→ Work instructions
Answer these from the text on natural theology and the Logos:
(a) What post did Dom Pierre-Celestin Lou Tseng-Tsiang hold before he became a Benedictine monk?
(b) What form does the Logos take in Al-Arabi?
(c) Which book by Edward Ingram Watkin is recommended?

Much of this “natural theology” assumse a relationship to the eternal Logos, though. I recommend to you the book Christ the Eternal Tao, by Hieromonk Damascene (Christensen), for a beautiful example of this in the Eastern Church. Also, I recommend The Ways of Christ and of Confucius, by Dom Pierre-Celestin Lou Tseng-Tsiang, except that I bought one of the last copies on the market a couple years ago. His story is interesting regardless of his theological insights - he was the Chinese foreign minister for Sun Yat-Sen who ended up becoming a Benedictine monk. More accessible might be Beyond East and West, by John Ching-Hsiung Wu. I also recommend The Genius of Christianity, by Francois-Rene Vicomte de Chateaubriand for his treatment of the Logos in a variety of natural religious contexts.

Islamic philosophical theology is very emphatic about the Logos, mostly under the influence of Aristotle. In Al-Arabi it takes the form of the insan al-kamil or “universal Man”, whom some of the Sufis identified with Christ (see the work of Henri Corbin, my grandteacher in philosophy - I was taught Arabi by one of his scatter-brained students in a class that was supposed to be on Western medieval philosophy :D), and Sufi writers will speak of the experience of God as “lover, beloved, love”.

My final recommendation for arguing my point of view is the Roman Catholic philosopher Edward Ingram Watkin’s Philosophy of Mysticism, which is much better documented than anything I could remember off the top of my head for an internet forum. Watkin flourished roughly 1900, I think.
 
All of these recommendations are of pre-Vatican II writers (Chateaubriand lived during the French Revolution and Restoration) who were all in good standing with the Church.
 
Much of this “natural theology” assumse a relationship to the eternal Logos, though. I recommend to you the book Christ the Eternal Tao, by Hieromonk Damascene (Christensen), for a beautiful example of this in the Eastern Church. Also, I recommend The Ways of Christ and of Confucius, by Dom Pierre-Celestin Lou Tseng-Tsiang, except that I bought one of the last copies on the market a couple years ago. His story is interesting regardless of his theological insights - he was the Chinese foreign minister for Sun Yat-Sen who ended up becoming a Benedictine monk. More accessible might be Beyond East and West, by John Ching-Hsiung Wu. I also recommend The Genius of Christianity, by Francois-Rene Vicomte de Chateaubriand for his treatment of the Logos in a variety of natural religious contexts.
I am sure that they are all fine books (even by the Orthodox authors), but they do not represent holy tradition, and often times involve a misreading of St. Maximos and other ancient Fathers. Natural reason cannot transcend the gap between the created and the uncreated, which is why the philosophical theology of the West has never been able to find a place in the Eastern Churches (with the exception of a few more or less Latinized Eastern Catholic Churches). Thankfully the ongoing process of de-Latinization should get rid of that problem.

→ Given records
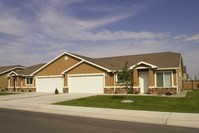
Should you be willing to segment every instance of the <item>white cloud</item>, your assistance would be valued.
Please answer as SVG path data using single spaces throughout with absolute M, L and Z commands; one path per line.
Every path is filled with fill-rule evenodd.
M 194 42 L 199 42 L 199 34 L 195 34 L 192 36 L 186 36 L 183 39 L 184 41 L 194 41 Z

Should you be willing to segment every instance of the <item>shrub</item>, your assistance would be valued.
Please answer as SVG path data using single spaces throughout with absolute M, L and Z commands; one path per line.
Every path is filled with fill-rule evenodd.
M 171 93 L 170 91 L 167 91 L 167 92 L 165 93 L 165 95 L 172 95 L 172 93 Z
M 57 89 L 57 88 L 55 89 L 55 94 L 59 94 L 59 91 L 58 91 L 58 89 Z

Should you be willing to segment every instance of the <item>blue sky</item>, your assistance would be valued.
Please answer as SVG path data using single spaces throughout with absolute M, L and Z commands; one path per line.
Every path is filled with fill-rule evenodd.
M 0 65 L 182 53 L 199 77 L 198 0 L 0 0 Z

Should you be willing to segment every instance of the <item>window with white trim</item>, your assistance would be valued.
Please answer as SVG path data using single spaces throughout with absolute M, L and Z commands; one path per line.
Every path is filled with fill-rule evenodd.
M 157 87 L 172 87 L 172 72 L 156 73 Z
M 33 84 L 33 79 L 32 78 L 26 78 L 26 84 L 27 85 L 32 85 Z

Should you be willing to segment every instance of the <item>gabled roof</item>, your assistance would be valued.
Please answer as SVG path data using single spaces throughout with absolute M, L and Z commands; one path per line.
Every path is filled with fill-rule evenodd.
M 37 65 L 33 65 L 33 66 L 26 67 L 26 68 L 23 69 L 23 70 L 15 70 L 15 71 L 10 72 L 8 75 L 14 73 L 14 74 L 16 74 L 16 75 L 21 75 L 21 76 L 31 76 L 31 74 L 32 74 L 33 72 L 35 72 L 37 69 L 39 69 L 39 68 L 42 67 L 43 65 L 45 65 L 45 64 L 42 63 L 42 64 L 37 64 Z
M 39 68 L 41 68 L 44 65 L 45 65 L 45 63 L 41 63 L 41 64 L 26 67 L 26 69 L 24 69 L 24 70 L 17 70 L 16 72 L 18 74 L 27 76 L 27 75 L 31 75 L 32 73 L 34 73 L 35 71 L 37 71 Z
M 34 75 L 35 73 L 39 72 L 40 70 L 46 68 L 48 65 L 50 65 L 51 63 L 53 63 L 54 61 L 56 61 L 57 59 L 59 59 L 60 57 L 64 56 L 64 55 L 69 55 L 69 56 L 72 56 L 76 59 L 79 59 L 80 61 L 83 61 L 83 62 L 86 62 L 88 64 L 91 64 L 93 66 L 96 66 L 98 68 L 101 68 L 101 69 L 104 69 L 108 72 L 111 72 L 110 69 L 107 69 L 106 67 L 104 66 L 100 66 L 98 64 L 95 63 L 95 60 L 90 58 L 90 57 L 85 57 L 85 56 L 81 56 L 81 55 L 76 55 L 76 54 L 73 54 L 73 53 L 68 53 L 68 52 L 64 52 L 60 55 L 58 55 L 56 58 L 54 58 L 53 60 L 51 60 L 50 62 L 48 62 L 47 64 L 43 65 L 42 67 L 40 67 L 39 69 L 37 69 L 35 72 L 33 72 L 31 75 Z
M 140 65 L 146 65 L 147 67 L 150 67 L 150 68 L 158 68 L 157 66 L 153 65 L 153 64 L 150 64 L 150 63 L 147 63 L 147 62 L 144 62 L 144 61 L 140 61 L 138 62 L 137 64 L 131 66 L 129 69 L 133 69 L 137 66 L 140 66 Z M 145 68 L 145 67 L 144 67 Z
M 121 70 L 126 62 L 128 62 L 129 67 L 139 62 L 147 62 L 158 68 L 177 68 L 180 61 L 181 54 L 173 52 L 95 58 L 95 62 L 98 65 L 111 70 Z
M 10 72 L 10 71 L 13 71 L 15 69 L 24 69 L 24 68 L 25 67 L 21 66 L 21 65 L 0 66 L 0 75 L 4 74 L 4 73 L 7 73 L 7 72 Z

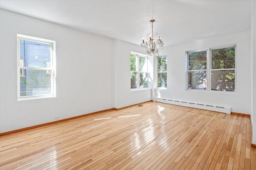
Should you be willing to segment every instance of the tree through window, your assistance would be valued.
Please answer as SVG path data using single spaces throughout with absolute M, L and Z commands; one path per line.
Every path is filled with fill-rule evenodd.
M 130 55 L 131 89 L 148 87 L 148 57 L 141 54 Z

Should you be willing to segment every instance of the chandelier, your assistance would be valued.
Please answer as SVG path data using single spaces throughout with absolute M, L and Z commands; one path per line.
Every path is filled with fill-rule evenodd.
M 147 39 L 146 42 L 144 41 L 144 38 L 142 39 L 142 43 L 141 47 L 144 47 L 147 53 L 150 55 L 152 54 L 158 54 L 159 51 L 158 49 L 164 48 L 164 42 L 161 40 L 159 34 L 156 32 L 153 31 L 153 23 L 155 21 L 154 20 L 150 20 L 152 23 L 152 32 L 147 34 Z

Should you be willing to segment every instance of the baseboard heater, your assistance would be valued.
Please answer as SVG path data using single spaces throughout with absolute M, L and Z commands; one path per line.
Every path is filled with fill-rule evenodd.
M 191 102 L 181 101 L 178 100 L 170 99 L 161 99 L 156 98 L 156 102 L 175 105 L 189 107 L 190 107 L 197 108 L 198 109 L 204 109 L 205 110 L 219 112 L 225 113 L 226 114 L 230 114 L 230 107 L 227 106 L 216 106 L 210 104 L 206 104 L 196 103 Z

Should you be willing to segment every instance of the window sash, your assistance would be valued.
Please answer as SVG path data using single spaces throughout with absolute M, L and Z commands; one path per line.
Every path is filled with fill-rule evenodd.
M 158 68 L 158 62 L 159 62 L 158 59 L 159 58 L 164 58 L 164 57 L 166 57 L 166 71 L 158 71 L 158 70 L 159 70 L 159 68 Z M 156 59 L 157 60 L 157 71 L 156 72 L 156 75 L 157 75 L 157 79 L 156 79 L 156 80 L 157 80 L 157 82 L 158 82 L 158 78 L 159 78 L 159 77 L 158 77 L 158 73 L 166 73 L 166 78 L 167 78 L 167 56 L 166 56 L 166 55 L 164 55 L 164 56 L 158 56 L 157 57 L 157 58 Z M 157 83 L 157 88 L 162 88 L 162 89 L 167 89 L 167 82 L 166 82 L 166 87 L 160 87 L 160 86 L 158 86 L 158 83 Z
M 144 56 L 142 54 L 139 53 L 131 53 L 130 55 L 134 55 L 136 56 L 136 71 L 130 71 L 130 72 L 135 72 L 137 73 L 137 88 L 131 88 L 131 90 L 134 90 L 138 89 L 148 88 L 148 57 L 147 56 Z M 146 59 L 146 62 L 147 64 L 147 72 L 139 71 L 139 64 L 140 62 L 140 57 L 145 57 Z M 146 87 L 140 87 L 140 73 L 147 73 L 147 86 Z
M 41 43 L 48 45 L 50 45 L 50 67 L 36 67 L 24 66 L 21 65 L 20 61 L 20 41 L 28 41 L 36 43 Z M 34 99 L 40 97 L 53 97 L 55 96 L 55 79 L 54 69 L 54 66 L 55 65 L 55 59 L 54 60 L 54 55 L 55 57 L 55 41 L 46 39 L 36 38 L 33 37 L 17 34 L 17 93 L 18 99 Z M 25 57 L 24 56 L 24 57 Z M 24 63 L 24 64 L 25 63 Z M 46 71 L 51 70 L 51 92 L 47 94 L 35 94 L 31 96 L 20 96 L 20 78 L 24 77 L 24 76 L 20 76 L 20 69 L 23 70 L 45 70 Z M 24 70 L 22 70 L 24 72 Z
M 235 47 L 235 68 L 220 68 L 220 69 L 212 69 L 212 50 L 216 50 L 218 49 L 221 49 L 225 48 L 228 48 L 230 47 Z M 206 68 L 207 69 L 204 70 L 188 70 L 188 66 L 189 64 L 189 53 L 193 52 L 201 52 L 206 51 Z M 186 72 L 186 89 L 187 90 L 198 90 L 200 91 L 200 90 L 198 90 L 197 89 L 190 89 L 188 88 L 188 73 L 189 72 L 191 71 L 205 71 L 206 72 L 206 88 L 207 90 L 205 90 L 206 91 L 214 91 L 215 92 L 216 90 L 212 90 L 212 71 L 222 71 L 222 70 L 234 70 L 235 71 L 235 88 L 234 91 L 234 92 L 236 92 L 236 45 L 226 45 L 224 46 L 220 46 L 217 47 L 215 47 L 214 48 L 210 48 L 208 49 L 201 49 L 198 50 L 194 50 L 187 51 L 186 53 L 187 57 L 187 72 Z

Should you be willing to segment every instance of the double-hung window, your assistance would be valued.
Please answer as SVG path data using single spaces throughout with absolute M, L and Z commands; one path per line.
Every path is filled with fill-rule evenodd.
M 17 37 L 18 100 L 54 96 L 55 41 Z
M 131 89 L 148 87 L 148 57 L 132 53 L 130 55 Z
M 167 87 L 167 57 L 157 57 L 157 87 Z
M 236 51 L 232 45 L 188 52 L 187 88 L 235 91 Z

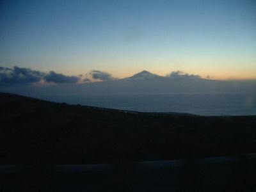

→ Output below
(a) Chinese foreign minister for Sun Yat-Sen
(b) The insan al-kamil, or "universal Man"
(c) Philosophy of Mysticism